[Object pointing dataset rows]
------------------------------------------------
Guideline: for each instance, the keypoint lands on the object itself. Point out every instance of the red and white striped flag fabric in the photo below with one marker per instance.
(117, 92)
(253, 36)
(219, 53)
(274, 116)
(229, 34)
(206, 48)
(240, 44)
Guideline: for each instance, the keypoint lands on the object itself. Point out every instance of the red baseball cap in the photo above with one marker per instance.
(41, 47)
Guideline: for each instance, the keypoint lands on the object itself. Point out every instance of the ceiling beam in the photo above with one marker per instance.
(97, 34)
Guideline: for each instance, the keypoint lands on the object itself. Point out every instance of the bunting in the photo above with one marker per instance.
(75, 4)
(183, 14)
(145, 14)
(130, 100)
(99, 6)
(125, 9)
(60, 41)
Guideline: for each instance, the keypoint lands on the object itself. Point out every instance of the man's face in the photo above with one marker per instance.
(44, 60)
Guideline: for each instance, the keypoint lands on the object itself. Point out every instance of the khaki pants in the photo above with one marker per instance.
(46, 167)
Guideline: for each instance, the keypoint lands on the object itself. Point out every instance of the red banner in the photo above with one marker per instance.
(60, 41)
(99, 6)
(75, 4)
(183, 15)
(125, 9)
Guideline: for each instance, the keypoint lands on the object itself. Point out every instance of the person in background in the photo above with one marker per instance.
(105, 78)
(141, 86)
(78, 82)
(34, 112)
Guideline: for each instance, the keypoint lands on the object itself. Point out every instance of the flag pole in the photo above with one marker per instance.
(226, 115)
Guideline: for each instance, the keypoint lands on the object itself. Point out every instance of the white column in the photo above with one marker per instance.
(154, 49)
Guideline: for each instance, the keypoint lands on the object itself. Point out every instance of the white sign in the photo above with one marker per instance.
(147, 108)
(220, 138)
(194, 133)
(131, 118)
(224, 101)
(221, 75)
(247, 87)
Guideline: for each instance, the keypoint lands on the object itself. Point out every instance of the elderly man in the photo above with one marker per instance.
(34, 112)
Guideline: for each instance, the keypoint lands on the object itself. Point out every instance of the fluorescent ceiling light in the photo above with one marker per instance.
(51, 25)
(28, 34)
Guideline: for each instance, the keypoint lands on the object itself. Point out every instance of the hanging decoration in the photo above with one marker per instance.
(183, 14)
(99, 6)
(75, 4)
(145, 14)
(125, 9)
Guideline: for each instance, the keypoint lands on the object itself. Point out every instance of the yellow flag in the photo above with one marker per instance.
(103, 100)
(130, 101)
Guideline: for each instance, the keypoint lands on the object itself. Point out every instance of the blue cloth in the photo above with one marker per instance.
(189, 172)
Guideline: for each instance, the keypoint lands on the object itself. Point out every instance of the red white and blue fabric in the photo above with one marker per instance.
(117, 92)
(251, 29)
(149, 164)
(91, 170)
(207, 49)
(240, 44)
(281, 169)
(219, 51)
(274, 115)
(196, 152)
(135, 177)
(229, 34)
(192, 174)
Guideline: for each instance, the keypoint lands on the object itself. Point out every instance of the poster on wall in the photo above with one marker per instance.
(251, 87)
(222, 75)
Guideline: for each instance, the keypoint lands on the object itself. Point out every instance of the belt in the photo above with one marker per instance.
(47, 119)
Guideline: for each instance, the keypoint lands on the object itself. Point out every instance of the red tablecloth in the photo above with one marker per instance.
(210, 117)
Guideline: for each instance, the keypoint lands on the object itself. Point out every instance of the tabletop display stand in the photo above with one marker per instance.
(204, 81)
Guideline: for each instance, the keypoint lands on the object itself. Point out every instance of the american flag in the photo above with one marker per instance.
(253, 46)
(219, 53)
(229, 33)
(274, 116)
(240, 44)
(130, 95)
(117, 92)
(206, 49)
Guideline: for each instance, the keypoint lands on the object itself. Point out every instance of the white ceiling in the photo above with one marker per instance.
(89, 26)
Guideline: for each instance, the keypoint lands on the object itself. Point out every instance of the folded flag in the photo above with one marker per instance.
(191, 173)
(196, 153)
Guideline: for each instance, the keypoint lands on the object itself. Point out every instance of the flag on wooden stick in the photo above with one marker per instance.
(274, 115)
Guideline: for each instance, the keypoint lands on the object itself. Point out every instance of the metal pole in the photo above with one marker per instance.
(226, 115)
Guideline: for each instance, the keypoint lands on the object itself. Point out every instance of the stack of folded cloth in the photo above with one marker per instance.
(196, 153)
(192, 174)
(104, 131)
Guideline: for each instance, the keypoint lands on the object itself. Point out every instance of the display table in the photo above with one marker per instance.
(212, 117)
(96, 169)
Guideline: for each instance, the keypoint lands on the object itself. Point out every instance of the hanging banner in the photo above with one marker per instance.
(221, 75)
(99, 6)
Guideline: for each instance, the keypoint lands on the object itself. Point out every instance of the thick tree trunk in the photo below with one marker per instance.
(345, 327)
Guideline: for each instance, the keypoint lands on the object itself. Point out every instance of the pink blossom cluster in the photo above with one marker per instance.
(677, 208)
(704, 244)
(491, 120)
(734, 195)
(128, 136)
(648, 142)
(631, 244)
------------------------------------------------
Copy every one of the lines above word for word, keeping them in the same order.

Guideline: for each instance, the keypoint lands on the object itself. Point out every instance of the red and white striped flag fabric in the photo below with one marker per instance.
(117, 92)
(253, 36)
(219, 53)
(274, 116)
(229, 34)
(206, 48)
(240, 44)
Guideline: for each instance, the keypoint lands on the object itself. Point out every instance of the red baseball cap in the photo above with one marker per instance.
(41, 47)
Guideline: for each instance, the keypoint lands on the object itself. Point out every instance of the ceiling beam in the photo above with one marker per instance.
(97, 34)
Guideline: for each instance, the keypoint lands on the object itself. Point out every instance of the bunting in the photo above with one marker per instance.
(75, 4)
(183, 14)
(145, 14)
(130, 100)
(99, 6)
(125, 9)
(60, 41)
Guideline: for each instance, the keypoint lands on the object itself. Point out every instance of the man's face in the photo above with one marker per instance.
(44, 60)
Guideline: for each instance, the keypoint lands on the object itself. Point out every instance of the khaki pants in the photo above with one marker per instance.
(46, 167)
Guideline: for each instance, the keypoint lands on the object itself. Point out every instance of the red banner in the photo above with one marker per instance.
(60, 41)
(99, 6)
(75, 4)
(183, 15)
(125, 9)
Guideline: for each instance, the keypoint lands on the object itself. Point out every instance of the person in background in the photo above with one marker per instance.
(105, 78)
(141, 86)
(78, 82)
(34, 112)
Guideline: for each instance, the keypoint lands on the object itself. Point out every instance of the flag pole in the photo above with one marker per instance.
(226, 115)
Guideline: for each instance, the keypoint lands on the object itself. Point out every instance of the white column in the photo above with one marker per instance.
(154, 49)
Guideline: for each instance, the keypoint lands on the object itself. Point out every instance of the white sign in the photo above with one marker per instance.
(147, 108)
(220, 138)
(194, 133)
(131, 118)
(224, 101)
(221, 75)
(247, 87)
Guideline: for each instance, the keypoint lands on the object itself. Point out every instance of the elderly man in the photo above with one marker per instance.
(34, 112)
Guideline: for each instance, the keypoint lands on the object itself. Point out every instance of the fluorescent ceiling light in the photo above with one marker per instance.
(51, 25)
(28, 34)
Guideline: for each instance, the keypoint lands on the object itself. Point out every instance of the hanging decoration in the photo above with one marker per instance.
(183, 14)
(99, 6)
(75, 4)
(145, 14)
(125, 9)
Guideline: for each instance, the keypoint lands on the object itself. Point out every instance of the yellow flag in the photo above with one marker per instance.
(103, 100)
(130, 101)
Guideline: for each instance, the keypoint lands on the object itself. Point out every instance of the blue cloth in the photo above with one marker per instance.
(189, 172)
Guideline: for each instance, the keypoint lands on the object itself. Point out every instance of the red white and blue fabric in the photo above with one marker per instance.
(117, 92)
(251, 29)
(149, 164)
(91, 170)
(207, 49)
(240, 44)
(281, 169)
(219, 51)
(274, 115)
(196, 152)
(135, 177)
(229, 34)
(192, 174)
Guideline: for each instance, the keypoint lands on the object itself. Point out every instance of the poster on wall in the photo above with one marker per instance.
(251, 87)
(222, 75)
Guideline: for each instance, the keypoint lands on the object itself. Point out every instance of the belt in the photo above with one marker per instance.
(47, 119)
Guideline: for each instance, the keypoint lands on the object itself. Point out every instance of the red tablecloth in the photo above with one marker per instance.
(210, 117)
Guideline: for each instance, the keypoint lands on the object itself. Point out every instance of the tabletop display stand in the photo above with one marker per instance.
(204, 81)
Guideline: for each instance, the keypoint lands on the object itself. Point out every instance of the american flag in the photo above with one marker per instance.
(253, 46)
(219, 53)
(229, 33)
(274, 116)
(240, 44)
(130, 95)
(117, 92)
(206, 49)
Guideline: for each instance, the keypoint lands on the object itself. Point out every instance of the white ceiling in the photo above with one marker per instance.
(89, 26)
Guideline: for each instance, the keypoint lands on the object itself. Point out every instance of the folded flag in the photo above with one marker per instance.
(191, 173)
(196, 153)
Guideline: for each instance, the keypoint lands on the object itself. Point out every instance of the flag on wooden stick in the photo above with one marker per instance.
(274, 115)
Guideline: for each instance, the keypoint lands on the object itself. Point out every instance of the metal pole in the photo above with one marker per instance.
(226, 115)
Guideline: for each instance, the keypoint lands on the object itself. Point out every instance of the stack of folded cloth in the photo above with one marker per instance.
(196, 153)
(192, 174)
(104, 131)
Guideline: for each instance, the keypoint lands on the object itself. Point out every instance of the display table in the photo above with one marker per instance.
(212, 117)
(96, 169)
Guideline: for each instance, the keypoint lands on the object itself. Point out every instance of the hanging banner in the photo above with one marker per instance.
(221, 75)
(99, 6)
Guideline: for each instance, the keypoint lands on the object itself. Point out every instance of the thick tree trunk in the photo below with one marker per instance.
(345, 327)
Guideline: for each instance, the keypoint lands on the object itself. Point out every instance of the pink blossom cluster in the photo above with one marker per instance.
(677, 208)
(704, 244)
(491, 120)
(734, 195)
(128, 136)
(648, 142)
(631, 244)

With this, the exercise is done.